TRECHO FORNECIDO
====
(Obs.: a Carta na íntegra está disponível em http://www.dominiopublico.gov.br/download/texto/ua000283.pdf)
FRAGMENTOS DA CARTA DE PERO VAZ DE CAMINHA A D. MANUEL I
Senhor,
[...] A partida de Belém foi, como Vossa Alteza sabe, segunda-feira 9 de março.
[...] E assim seguimos nosso caminho, por este mar de longo, até que terça-feira
das Oitavas de Páscoa, que foram 21 dias de abril, topamos alguns sinais de terra.
[...] E quarta-feira seguinte, pela manhã, topamos aves a que chamam furabuchos.
Neste mesmo dia, a horas de véspera, houvemos vista de terra! a saber,
primeiramente de um grande monte, muito alto e redondo; e de outras serras mais
baixas ao sul dele; e de terra chã, com grandes arvoredos; ao qual monte alto o
capitão pôs o nome de O Monte Pascoal e à terra A Terra de Vera Cruz!
[...] E dali avistamos homens que andavam pela praia, uns sete ou oito, segundo
disseram os navios pequenos que chegaram primeiro.
[...] Pardos, nus, sem coisa alguma que lhes cobrisse suas vergonhas. Traziam
arcos nas mãos, e suas setas. Vinham todos rijamente em direção ao batel.
[...] O Capitão, quando eles vieram, estava sentado em uma cadeira, aos pés uma
alcatifa por estrado; e bem vestido, com um colar de ouro, mui grande, ao pescoço.
====
Entradas armazenadas
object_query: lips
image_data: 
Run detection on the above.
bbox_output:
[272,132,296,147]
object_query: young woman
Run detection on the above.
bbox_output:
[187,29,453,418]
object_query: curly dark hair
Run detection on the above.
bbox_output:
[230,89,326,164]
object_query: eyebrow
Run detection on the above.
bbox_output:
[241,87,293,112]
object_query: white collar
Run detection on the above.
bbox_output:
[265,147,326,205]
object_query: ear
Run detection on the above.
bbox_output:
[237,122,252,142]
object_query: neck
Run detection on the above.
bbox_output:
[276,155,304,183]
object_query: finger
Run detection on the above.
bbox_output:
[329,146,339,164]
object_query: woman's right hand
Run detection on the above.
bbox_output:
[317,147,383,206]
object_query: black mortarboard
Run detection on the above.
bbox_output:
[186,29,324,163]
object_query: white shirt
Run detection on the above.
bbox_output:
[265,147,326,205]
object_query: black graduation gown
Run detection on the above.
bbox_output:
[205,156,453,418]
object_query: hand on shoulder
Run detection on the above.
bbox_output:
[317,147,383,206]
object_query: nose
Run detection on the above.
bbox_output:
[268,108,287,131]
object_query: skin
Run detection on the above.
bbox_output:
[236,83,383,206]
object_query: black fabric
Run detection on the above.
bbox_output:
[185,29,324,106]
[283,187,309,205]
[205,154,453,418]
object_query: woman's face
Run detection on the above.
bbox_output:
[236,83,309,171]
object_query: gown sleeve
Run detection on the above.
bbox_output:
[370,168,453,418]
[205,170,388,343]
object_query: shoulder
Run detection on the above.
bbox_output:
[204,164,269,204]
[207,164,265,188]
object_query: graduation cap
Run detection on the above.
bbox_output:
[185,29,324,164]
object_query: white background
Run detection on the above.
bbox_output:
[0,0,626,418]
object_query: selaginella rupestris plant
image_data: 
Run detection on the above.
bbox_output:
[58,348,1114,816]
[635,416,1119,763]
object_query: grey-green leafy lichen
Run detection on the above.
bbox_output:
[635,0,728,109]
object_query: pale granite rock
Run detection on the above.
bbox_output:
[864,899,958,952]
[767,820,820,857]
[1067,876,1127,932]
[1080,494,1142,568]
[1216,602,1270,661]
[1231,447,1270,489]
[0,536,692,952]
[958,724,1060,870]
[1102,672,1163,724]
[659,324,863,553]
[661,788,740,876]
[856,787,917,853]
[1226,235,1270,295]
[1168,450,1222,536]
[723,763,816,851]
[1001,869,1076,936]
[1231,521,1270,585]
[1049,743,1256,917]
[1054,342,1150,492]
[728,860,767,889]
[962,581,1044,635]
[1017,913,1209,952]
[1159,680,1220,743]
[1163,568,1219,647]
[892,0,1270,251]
====
PROBLEMAS A RESOLVER
(A) Enumere todos os dias da semana mencionados nos fragmentos da carta.
(B) Transcreva fielmente as linhas das entradas, começando pela linha que contém "object_query: skin" e terminando no final das entradas, ambas incluídas.

RESULTADOS DO EXERCÍCIO
(A) Segunda-feira, terça-feira e quarta-feira.

(B)
object_query: skin
Run detection on the above.
bbox_output:
[236,83,383,206]
object_query: black fabric
Run detection on the above.
bbox_output:
[185,29,324,106]
[283,187,309,205]
[205,154,453,418]
object_query: woman's face
Run detection on the above.
bbox_output:
[236,83,309,171]
object_query: gown sleeve
Run detection on the above.
bbox_output:
[370,168,453,418]
[205,170,388,343]
object_query: shoulder
Run detection on the above.
bbox_output:
[204,164,269,204]
[207,164,265,188]
object_query: graduation cap
Run detection on the above.
bbox_output:
[185,29,324,164]
object_query: white background
Run detection on the above.
bbox_output:
[0,0,626,418]
object_query: selaginella rupestris plant
image_data: 
Run detection on the above.
bbox_output:
[58,348,1114,816]
[635,416,1119,763]
object_query: grey-green leafy lichen
Run detection on the above.
bbox_output:
[635,0,728,109]
object_query: pale granite rock
Run detection on the above.
bbox_output:
[864,899,958,952]
[767,820,820,857]
[1067,876,1127,932]
[1080,494,1142,568]
[1216,602,1270,661]
[1231,447,1270,489]
[0,536,692,952]
[958,724,1060,870]
[1102,672,1163,724]
[659,324,863,553]
[661,788,740,876]
[856,787,917,853]
[1226,235,1270,295]
[1168,450,1222,536]
[723,763,816,851]
[1001,869,1076,936]
[1231,521,1270,585]
[1049,743,1256,917]
[1054,342,1150,492]
[728,860,767,889]
[962,581,1044,635]
[1017,913,1209,952]
[1159,680,1220,743]
[1163,568,1219,647]
[892,0,1270,251]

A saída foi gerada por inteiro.